# Items from a dataset:
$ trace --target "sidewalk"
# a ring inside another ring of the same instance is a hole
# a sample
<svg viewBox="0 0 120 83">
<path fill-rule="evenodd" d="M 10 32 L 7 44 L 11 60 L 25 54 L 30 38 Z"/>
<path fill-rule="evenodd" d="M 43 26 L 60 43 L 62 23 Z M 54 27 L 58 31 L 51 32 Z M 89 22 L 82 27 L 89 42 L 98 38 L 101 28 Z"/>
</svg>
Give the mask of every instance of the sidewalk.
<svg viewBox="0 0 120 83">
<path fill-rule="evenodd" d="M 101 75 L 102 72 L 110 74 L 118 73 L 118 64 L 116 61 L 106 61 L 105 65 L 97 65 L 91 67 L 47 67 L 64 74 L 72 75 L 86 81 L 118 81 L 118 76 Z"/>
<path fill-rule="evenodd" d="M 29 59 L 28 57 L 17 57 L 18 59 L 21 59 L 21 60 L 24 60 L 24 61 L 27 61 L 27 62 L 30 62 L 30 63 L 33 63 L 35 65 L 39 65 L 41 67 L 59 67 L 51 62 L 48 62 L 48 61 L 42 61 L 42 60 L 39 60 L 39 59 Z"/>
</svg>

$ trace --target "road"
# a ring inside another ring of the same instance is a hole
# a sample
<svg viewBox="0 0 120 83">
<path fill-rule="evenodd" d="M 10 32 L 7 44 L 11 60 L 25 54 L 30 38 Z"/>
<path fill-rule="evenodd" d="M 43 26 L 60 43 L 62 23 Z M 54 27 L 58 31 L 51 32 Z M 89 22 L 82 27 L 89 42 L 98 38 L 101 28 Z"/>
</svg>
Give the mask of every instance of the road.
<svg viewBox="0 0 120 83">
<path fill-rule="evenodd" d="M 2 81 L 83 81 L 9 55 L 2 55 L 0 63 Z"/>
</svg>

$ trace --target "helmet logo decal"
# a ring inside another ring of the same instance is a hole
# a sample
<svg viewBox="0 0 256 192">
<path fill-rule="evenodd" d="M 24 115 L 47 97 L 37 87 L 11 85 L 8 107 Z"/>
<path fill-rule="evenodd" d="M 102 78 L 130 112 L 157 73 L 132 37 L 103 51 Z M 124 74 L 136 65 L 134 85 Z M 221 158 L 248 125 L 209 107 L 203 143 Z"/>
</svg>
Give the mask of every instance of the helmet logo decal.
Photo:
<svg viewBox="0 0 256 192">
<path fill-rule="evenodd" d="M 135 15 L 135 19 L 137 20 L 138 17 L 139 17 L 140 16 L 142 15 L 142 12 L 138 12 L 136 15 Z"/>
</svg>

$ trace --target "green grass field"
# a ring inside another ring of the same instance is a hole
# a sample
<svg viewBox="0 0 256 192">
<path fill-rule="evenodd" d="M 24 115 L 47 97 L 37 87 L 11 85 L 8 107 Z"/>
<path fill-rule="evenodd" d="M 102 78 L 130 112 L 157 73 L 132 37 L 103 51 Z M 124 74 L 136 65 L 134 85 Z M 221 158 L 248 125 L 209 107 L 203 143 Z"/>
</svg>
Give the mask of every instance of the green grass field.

# REQUIREMENT:
Once more, set down the full listing, verbatim.

# TASK RESPONSE:
$ trace --target "sidewalk"
# a ring inside another ring of the same instance is a hole
# a sample
<svg viewBox="0 0 120 83">
<path fill-rule="evenodd" d="M 10 32 L 7 44 L 11 60 L 25 54 L 30 38 Z"/>
<path fill-rule="evenodd" d="M 43 26 L 60 43 L 62 23 Z M 54 27 L 58 31 L 51 32 Z M 89 22 L 82 27 L 89 42 L 98 38 L 101 28 Z"/>
</svg>
Give the mask of every instance of the sidewalk.
<svg viewBox="0 0 120 83">
<path fill-rule="evenodd" d="M 101 75 L 102 72 L 110 74 L 118 73 L 118 64 L 116 61 L 106 61 L 105 65 L 97 65 L 91 67 L 47 67 L 64 74 L 72 75 L 86 81 L 118 81 L 118 76 Z"/>
<path fill-rule="evenodd" d="M 29 59 L 28 57 L 17 57 L 18 59 L 21 59 L 21 60 L 24 60 L 24 61 L 27 61 L 27 62 L 30 62 L 30 63 L 33 63 L 35 65 L 39 65 L 41 67 L 59 67 L 51 62 L 48 62 L 48 61 L 42 61 L 42 60 L 39 60 L 39 59 Z"/>
</svg>

$ trace --target "road"
# a ring inside another ring of the same instance is a hole
# a sample
<svg viewBox="0 0 120 83">
<path fill-rule="evenodd" d="M 10 32 L 7 44 L 11 60 L 25 54 L 30 38 Z"/>
<path fill-rule="evenodd" d="M 43 26 L 60 43 L 62 23 Z M 54 27 L 58 31 L 51 32 Z M 89 22 L 82 27 L 89 42 L 98 38 L 101 28 Z"/>
</svg>
Give the mask of every instance of the road.
<svg viewBox="0 0 120 83">
<path fill-rule="evenodd" d="M 2 81 L 83 81 L 9 55 L 2 55 L 0 63 Z"/>
</svg>

$ trace --target "helmet logo decal"
# a ring inside another ring of the same instance is a hole
# a sample
<svg viewBox="0 0 256 192">
<path fill-rule="evenodd" d="M 24 115 L 47 97 L 37 87 L 11 85 L 8 107 Z"/>
<path fill-rule="evenodd" d="M 102 78 L 130 112 L 157 73 L 132 37 L 103 51 Z M 124 74 L 136 65 L 134 85 Z M 221 158 L 248 125 L 209 107 L 203 143 Z"/>
</svg>
Give the mask of every instance of the helmet logo decal.
Photo:
<svg viewBox="0 0 256 192">
<path fill-rule="evenodd" d="M 135 15 L 135 19 L 137 20 L 138 17 L 139 17 L 140 16 L 142 15 L 142 12 L 138 12 L 136 15 Z"/>
</svg>

$ trace --target "green grass field"
# a ring inside another ring of the same instance is a hole
# a sample
<svg viewBox="0 0 256 192">
<path fill-rule="evenodd" d="M 24 115 L 47 97 L 37 87 L 11 85 L 8 107 Z"/>
<path fill-rule="evenodd" d="M 102 78 L 130 112 L 157 73 L 132 37 L 103 51 Z M 124 74 L 136 65 L 134 85 Z M 221 158 L 248 125 L 209 107 L 203 143 Z"/>
</svg>
Give the mask of every instance of the green grass field.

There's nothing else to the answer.